Moreover, it is doubly fallacious to assume such infantile logic would prove the existence of the Judeo-Christian God. Why not Odin? Or Marduk? Or Cthulu? Any of these lesser deities could just as easily be worked into the equation to produce similar results.

So, I'll ask again. Can any provide me with empirical proof of the magic sky-daddy?

 

05/06/12 5:55 PM

This really sucks because I have no way to prove that anything I believe is real. As long as I believe it it will be that as far as I am concerned. DAMN IT DO I EVEN EXIST?

 

05/06/12 5:24 PM

smllyjlly posted:
This really sucks because I have no way to prove that anything I believe is real. As long as I believe it it will be that as far as I am concerned. DAMN IT DO I EVEN EXIST?

I'm not sure if you are joking, but I sincerely hope you are.


Cogito ergo sum.

 

05/06/12 5:25 PM

Riktor posted:
Can any provide me with empirical proof of the magic sky-daddy?

Different people require different levels of proof to accept or reject a thing. Some require very little if any, some need a great deal, and there are still others that even if it were standing before their very face and they were beholding it with their own eyes and touching it with their own hands, they still reject it.

Which sort are you? What is it that you would need? What is your definition of empirical proof in this matter? Please give a “for instance.”

 

05/06/12 6:03 PM

DoubtingThomas posted:
Riktor posted:
Can any provide me with empirical proof of the magic sky-daddy?

:: GIVEN REQUEST ::
Summarize the forum thread above in three sentences.

:: DATASET SECTION ::

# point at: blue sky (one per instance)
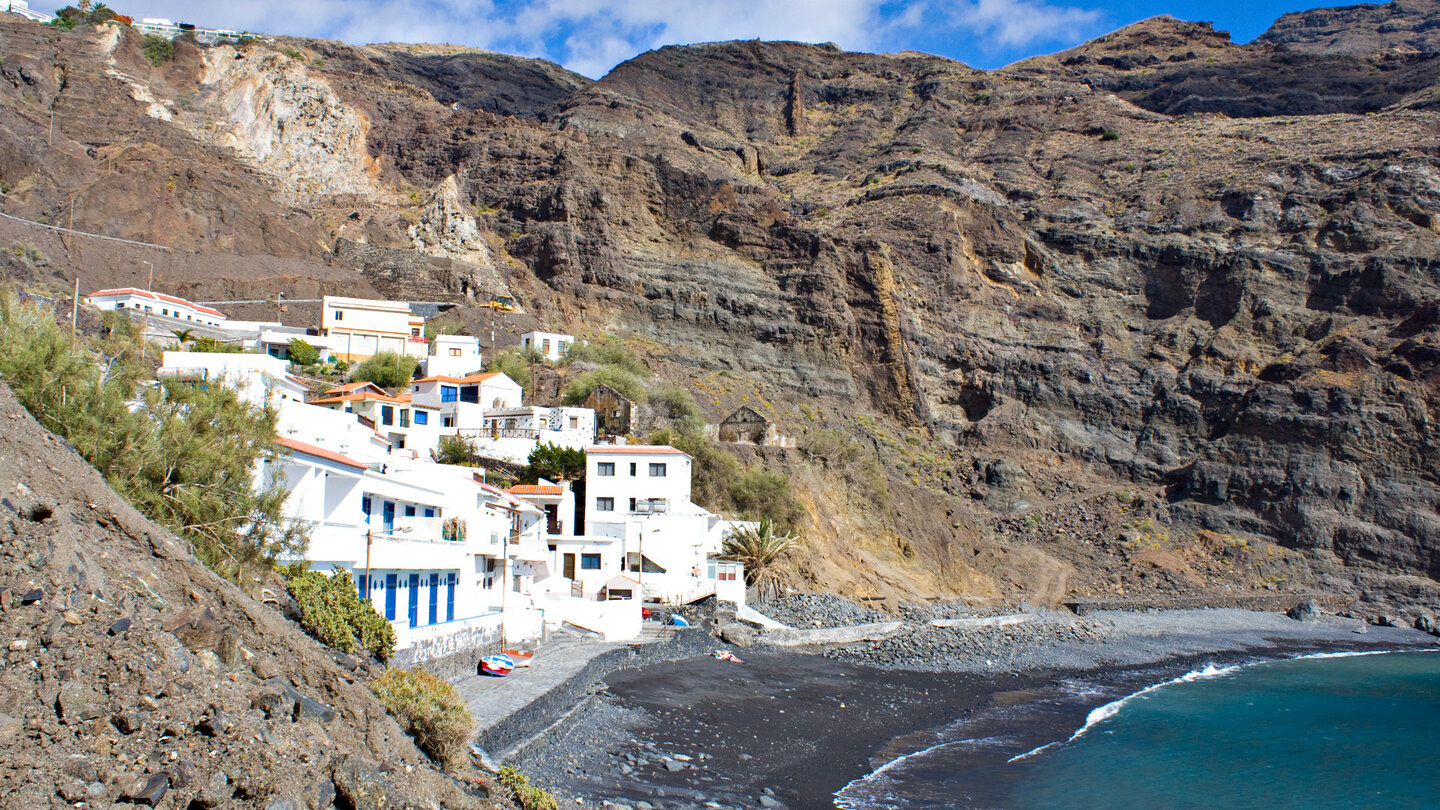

:: WRITTEN REPLY ::
One poster argues that such reasoning would not prove the Judeo-Christian God any more than Odin, Marduk or Cthulu, and asks for empirical proof of the "magic sky-daddy." Another complains of having no way to prove that anything they believe is real, and a reply answers with "Cogito ergo sum." A further reply says that people require different levels of proof and asks the questioner to define what empirical proof would mean in this matter, with a "for instance."